== Richiesta scritta ==
Puoi riscrivere tutte queste righe cambiando "drop a dot" in "place a marker", senza toccare nient'altro e lasciando fuori le immagini?

== Dati di input ==
►
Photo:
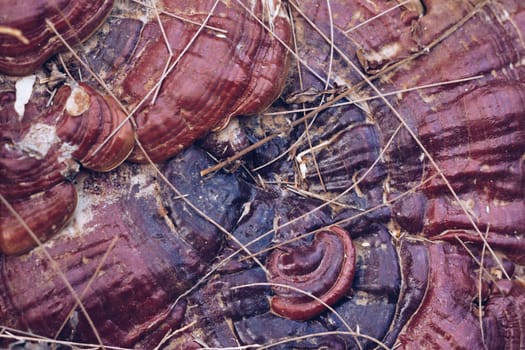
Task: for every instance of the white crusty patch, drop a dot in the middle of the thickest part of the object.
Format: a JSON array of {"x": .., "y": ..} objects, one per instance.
[
  {"x": 78, "y": 101},
  {"x": 38, "y": 140},
  {"x": 24, "y": 89}
]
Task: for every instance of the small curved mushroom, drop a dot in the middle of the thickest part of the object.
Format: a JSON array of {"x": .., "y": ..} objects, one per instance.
[
  {"x": 325, "y": 269},
  {"x": 74, "y": 20},
  {"x": 37, "y": 156}
]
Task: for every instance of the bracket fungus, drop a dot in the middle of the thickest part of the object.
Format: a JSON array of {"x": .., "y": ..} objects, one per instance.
[
  {"x": 324, "y": 269},
  {"x": 36, "y": 40},
  {"x": 38, "y": 156}
]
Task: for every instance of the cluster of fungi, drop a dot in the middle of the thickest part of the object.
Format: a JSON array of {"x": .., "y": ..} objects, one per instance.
[{"x": 374, "y": 190}]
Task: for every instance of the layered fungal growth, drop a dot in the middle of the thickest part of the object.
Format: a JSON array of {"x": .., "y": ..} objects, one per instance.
[
  {"x": 39, "y": 154},
  {"x": 324, "y": 269},
  {"x": 186, "y": 75},
  {"x": 377, "y": 203}
]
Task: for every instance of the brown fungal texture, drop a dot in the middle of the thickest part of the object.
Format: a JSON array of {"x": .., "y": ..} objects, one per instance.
[
  {"x": 324, "y": 269},
  {"x": 231, "y": 67},
  {"x": 74, "y": 20},
  {"x": 429, "y": 180},
  {"x": 37, "y": 157}
]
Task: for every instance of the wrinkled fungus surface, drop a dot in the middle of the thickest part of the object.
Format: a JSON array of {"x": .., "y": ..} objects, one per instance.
[{"x": 399, "y": 202}]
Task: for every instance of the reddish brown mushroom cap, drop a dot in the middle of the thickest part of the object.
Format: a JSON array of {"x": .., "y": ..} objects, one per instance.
[
  {"x": 74, "y": 20},
  {"x": 325, "y": 269},
  {"x": 37, "y": 154}
]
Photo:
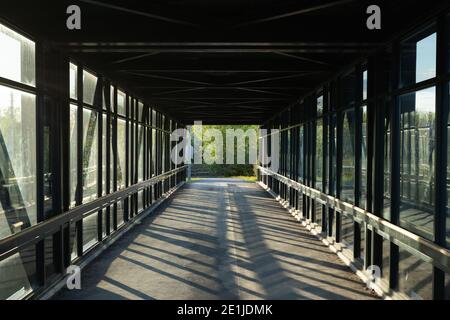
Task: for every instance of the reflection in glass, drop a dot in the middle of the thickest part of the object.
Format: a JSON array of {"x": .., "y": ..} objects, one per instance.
[
  {"x": 387, "y": 167},
  {"x": 364, "y": 84},
  {"x": 73, "y": 153},
  {"x": 121, "y": 103},
  {"x": 347, "y": 228},
  {"x": 90, "y": 155},
  {"x": 89, "y": 231},
  {"x": 89, "y": 86},
  {"x": 415, "y": 276},
  {"x": 104, "y": 149},
  {"x": 348, "y": 157},
  {"x": 17, "y": 161},
  {"x": 448, "y": 178},
  {"x": 300, "y": 153},
  {"x": 140, "y": 163},
  {"x": 73, "y": 81},
  {"x": 18, "y": 274},
  {"x": 153, "y": 152},
  {"x": 121, "y": 153},
  {"x": 363, "y": 190},
  {"x": 17, "y": 57},
  {"x": 417, "y": 141},
  {"x": 319, "y": 106},
  {"x": 418, "y": 59},
  {"x": 319, "y": 154}
]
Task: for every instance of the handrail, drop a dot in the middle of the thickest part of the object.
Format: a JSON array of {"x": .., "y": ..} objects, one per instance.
[
  {"x": 439, "y": 256},
  {"x": 33, "y": 234}
]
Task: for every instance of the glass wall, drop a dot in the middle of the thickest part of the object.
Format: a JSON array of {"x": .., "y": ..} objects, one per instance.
[
  {"x": 359, "y": 131},
  {"x": 417, "y": 139},
  {"x": 348, "y": 156},
  {"x": 18, "y": 193}
]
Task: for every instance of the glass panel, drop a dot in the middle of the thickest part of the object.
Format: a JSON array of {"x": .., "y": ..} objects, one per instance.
[
  {"x": 318, "y": 212},
  {"x": 447, "y": 286},
  {"x": 418, "y": 59},
  {"x": 448, "y": 179},
  {"x": 120, "y": 213},
  {"x": 89, "y": 231},
  {"x": 387, "y": 168},
  {"x": 90, "y": 155},
  {"x": 347, "y": 231},
  {"x": 319, "y": 106},
  {"x": 89, "y": 86},
  {"x": 364, "y": 84},
  {"x": 415, "y": 276},
  {"x": 104, "y": 222},
  {"x": 17, "y": 57},
  {"x": 121, "y": 103},
  {"x": 121, "y": 153},
  {"x": 104, "y": 149},
  {"x": 140, "y": 200},
  {"x": 417, "y": 140},
  {"x": 73, "y": 74},
  {"x": 18, "y": 274},
  {"x": 300, "y": 155},
  {"x": 17, "y": 161},
  {"x": 140, "y": 110},
  {"x": 141, "y": 154},
  {"x": 73, "y": 153},
  {"x": 348, "y": 157},
  {"x": 319, "y": 155},
  {"x": 153, "y": 152},
  {"x": 363, "y": 191},
  {"x": 426, "y": 58},
  {"x": 385, "y": 263},
  {"x": 333, "y": 146}
]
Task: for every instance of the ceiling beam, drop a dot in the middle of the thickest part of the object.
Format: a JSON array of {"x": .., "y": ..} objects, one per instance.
[
  {"x": 292, "y": 13},
  {"x": 139, "y": 13}
]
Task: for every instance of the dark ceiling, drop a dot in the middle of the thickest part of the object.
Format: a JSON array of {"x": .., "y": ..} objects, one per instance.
[{"x": 220, "y": 61}]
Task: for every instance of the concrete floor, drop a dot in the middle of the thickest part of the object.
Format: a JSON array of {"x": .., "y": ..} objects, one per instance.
[{"x": 218, "y": 239}]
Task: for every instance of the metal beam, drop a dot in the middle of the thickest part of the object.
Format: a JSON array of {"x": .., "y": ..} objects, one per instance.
[
  {"x": 139, "y": 13},
  {"x": 292, "y": 13}
]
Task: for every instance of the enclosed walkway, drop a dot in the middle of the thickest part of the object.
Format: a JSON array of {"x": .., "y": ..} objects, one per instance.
[{"x": 218, "y": 239}]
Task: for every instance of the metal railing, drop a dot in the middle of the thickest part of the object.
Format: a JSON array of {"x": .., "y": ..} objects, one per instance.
[
  {"x": 435, "y": 254},
  {"x": 16, "y": 242}
]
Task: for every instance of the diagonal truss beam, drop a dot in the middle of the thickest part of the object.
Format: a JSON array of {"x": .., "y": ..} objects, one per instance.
[
  {"x": 139, "y": 13},
  {"x": 292, "y": 13}
]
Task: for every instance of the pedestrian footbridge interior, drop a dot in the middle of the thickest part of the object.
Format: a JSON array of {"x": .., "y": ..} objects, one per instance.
[{"x": 357, "y": 206}]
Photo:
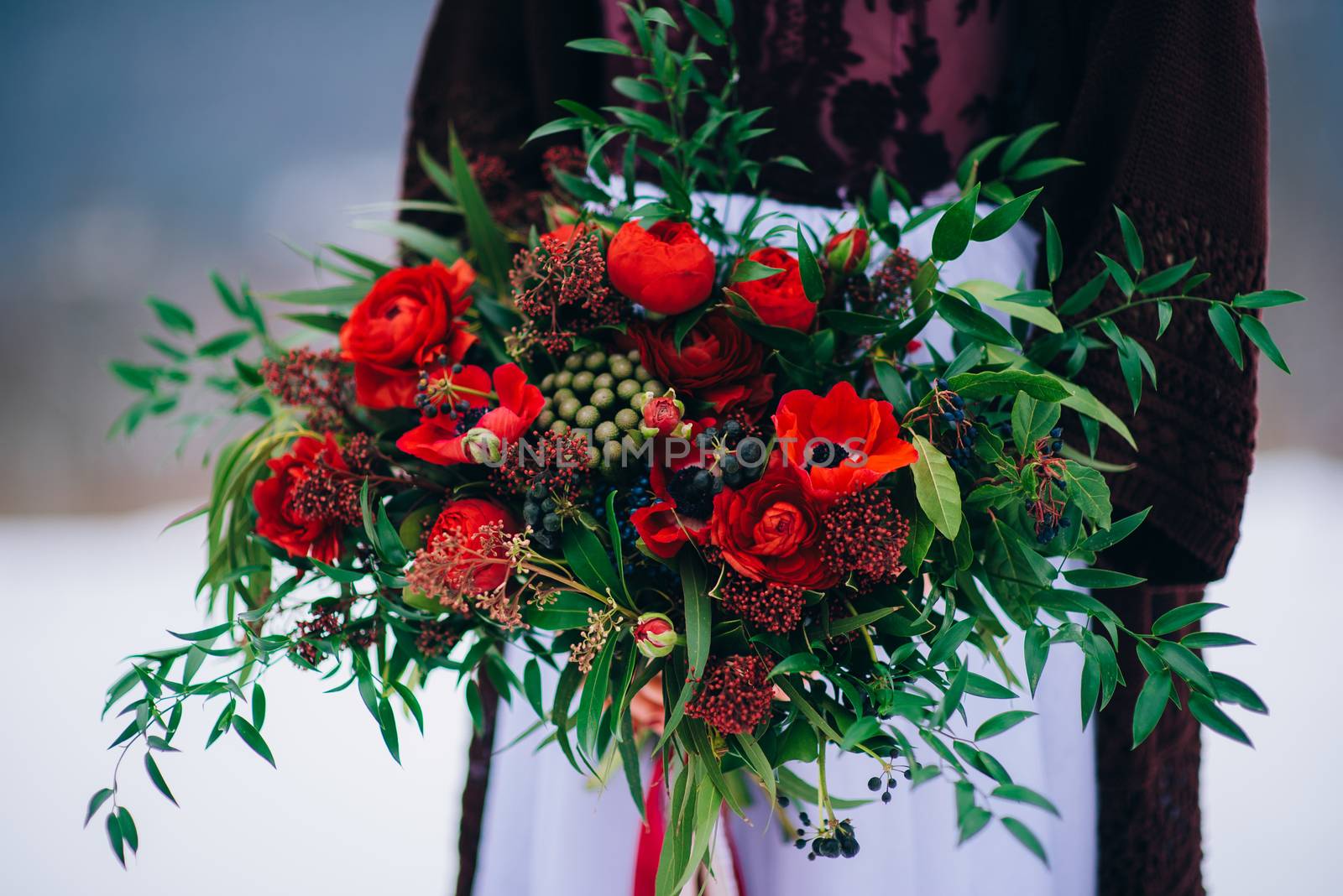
◄
== Risposta completa ==
Photo:
Task: for every instance of the white crusty patch, place a marker in the middle of the thickest part of the object.
Format: a JSON array of {"x": .., "y": ..} objects, one per instance.
[
  {"x": 78, "y": 101},
  {"x": 38, "y": 140},
  {"x": 24, "y": 89}
]
Task: for every instance of the small curved mushroom, place a marker in the middle of the thickest part of the object.
Format: a JSON array of {"x": .., "y": ..} objects, one per instance.
[
  {"x": 325, "y": 269},
  {"x": 74, "y": 20},
  {"x": 37, "y": 156}
]
Task: for every instance of the bracket fungus, place a marker in the middle of the thickest part of the object.
Format: a JSON array of {"x": .., "y": ..} objects, one per instance.
[
  {"x": 324, "y": 269},
  {"x": 36, "y": 40},
  {"x": 38, "y": 156}
]
Task: for every instance of the cluster of fungi, place a marker in the middle of the thickest part of the object.
Format: a JSON array of {"x": .., "y": ..} objects, one per instance.
[{"x": 374, "y": 190}]
Task: for every instance of the layered fungal growth, place a marker in the middle of the thickest part of the object.
Format: a JSON array of {"x": .., "y": ..} objects, one per instance.
[
  {"x": 39, "y": 154},
  {"x": 324, "y": 269},
  {"x": 186, "y": 75},
  {"x": 377, "y": 203}
]
Task: for every instance of the brown fungal texture, place a marker in the middle of the thickest part of the object.
Format: a JSON array of {"x": .., "y": ..} objects, one per instance.
[
  {"x": 324, "y": 269},
  {"x": 231, "y": 67},
  {"x": 74, "y": 20},
  {"x": 429, "y": 180},
  {"x": 37, "y": 157}
]
Task: for every instance of the wrinkled fungus surface, place a marker in the middle of the thickest part of the object.
Format: a JSON array of {"x": .., "y": ..} objects, one per instance.
[{"x": 399, "y": 202}]
Task: for every instance of the reddish brown mushroom cap, place a marker in the middle of the thickest part of the object.
Format: a JSON array of {"x": .., "y": ..} objects, one per instance.
[
  {"x": 74, "y": 20},
  {"x": 325, "y": 269},
  {"x": 37, "y": 154}
]
Photo:
Task: for every instance of the reflection in glass, place a marker in the middle of the thickest part of the object.
Format: a JSON array of {"x": .., "y": ..} objects, one per instance.
[
  {"x": 387, "y": 167},
  {"x": 364, "y": 84},
  {"x": 73, "y": 153},
  {"x": 121, "y": 103},
  {"x": 347, "y": 228},
  {"x": 90, "y": 155},
  {"x": 89, "y": 231},
  {"x": 89, "y": 86},
  {"x": 415, "y": 276},
  {"x": 104, "y": 149},
  {"x": 348, "y": 157},
  {"x": 17, "y": 161},
  {"x": 448, "y": 178},
  {"x": 300, "y": 153},
  {"x": 140, "y": 163},
  {"x": 73, "y": 81},
  {"x": 18, "y": 274},
  {"x": 153, "y": 152},
  {"x": 121, "y": 153},
  {"x": 363, "y": 190},
  {"x": 17, "y": 57},
  {"x": 417, "y": 141},
  {"x": 319, "y": 106},
  {"x": 418, "y": 59},
  {"x": 319, "y": 154}
]
Task: for every instance of the handrail, place a marker in the middle of the thickest part of the object.
Format: a JSON array of {"x": .., "y": ..} objects, one per instance.
[
  {"x": 439, "y": 256},
  {"x": 33, "y": 234}
]
Task: for every instance of the glass wall, place a marker in the middle of the thickest part of the object.
Format: a JSON array of {"x": .., "y": ..} objects, one per instance.
[
  {"x": 359, "y": 131},
  {"x": 417, "y": 139},
  {"x": 348, "y": 156},
  {"x": 18, "y": 193}
]
Task: for every instance of the glass panel, place a marker in the middle of the thickest part of the object.
Format: a JSON array of {"x": .., "y": ..} objects, one per instance.
[
  {"x": 318, "y": 212},
  {"x": 447, "y": 286},
  {"x": 418, "y": 59},
  {"x": 448, "y": 179},
  {"x": 120, "y": 213},
  {"x": 89, "y": 231},
  {"x": 387, "y": 168},
  {"x": 90, "y": 155},
  {"x": 347, "y": 231},
  {"x": 319, "y": 106},
  {"x": 89, "y": 86},
  {"x": 364, "y": 84},
  {"x": 415, "y": 276},
  {"x": 104, "y": 222},
  {"x": 17, "y": 57},
  {"x": 121, "y": 103},
  {"x": 121, "y": 153},
  {"x": 104, "y": 149},
  {"x": 140, "y": 200},
  {"x": 417, "y": 140},
  {"x": 73, "y": 74},
  {"x": 18, "y": 274},
  {"x": 300, "y": 155},
  {"x": 17, "y": 161},
  {"x": 140, "y": 110},
  {"x": 141, "y": 154},
  {"x": 73, "y": 153},
  {"x": 348, "y": 157},
  {"x": 319, "y": 155},
  {"x": 153, "y": 152},
  {"x": 363, "y": 191},
  {"x": 426, "y": 58},
  {"x": 385, "y": 263},
  {"x": 333, "y": 146}
]
Task: for every instance of the ceiling beam, place a marker in the middle of the thickest part of the object.
Format: a JSON array of {"x": .., "y": ..} objects, one per instance.
[
  {"x": 292, "y": 13},
  {"x": 139, "y": 13}
]
Task: for every instance of the dark ceiling, place a marker in the middle of the thickest part of the object.
Format: a JSON array of {"x": .., "y": ..} objects, one per instance.
[{"x": 220, "y": 61}]
Task: for every instance of the concrete floor, place a marker in the middle of the thickest part of the object.
Format: a JSON array of {"x": .., "y": ..} objects, one per instance.
[{"x": 218, "y": 239}]
Task: for every instance of the metal beam, place a marker in the middle of the thickest part of the object.
Format: a JSON array of {"x": .., "y": ..} objects, one per instance.
[
  {"x": 139, "y": 13},
  {"x": 292, "y": 13}
]
Task: for every instance of the enclosed walkway, place a marker in the middle of the thickest part of the object.
Format: a JSON array of {"x": .., "y": ..} objects, one per instance.
[{"x": 218, "y": 239}]
Task: for every instance of the metal railing, place a marker in the middle of the thickest part of the object.
Format: a JSON array of {"x": .., "y": ..} objects, one per instance.
[
  {"x": 435, "y": 254},
  {"x": 16, "y": 242}
]
Task: for every instance of the diagonal truss beam, place a marker in the middle of the thickest part of the object.
Format: a JSON array of {"x": .., "y": ..} objects, one per instance.
[
  {"x": 139, "y": 13},
  {"x": 292, "y": 13}
]
Task: for every instance of the pedestrian footbridge interior, place a marker in the middle of the thickest part of the object.
Format: a JSON array of {"x": .., "y": ..} objects, one per instance.
[{"x": 357, "y": 206}]
Photo:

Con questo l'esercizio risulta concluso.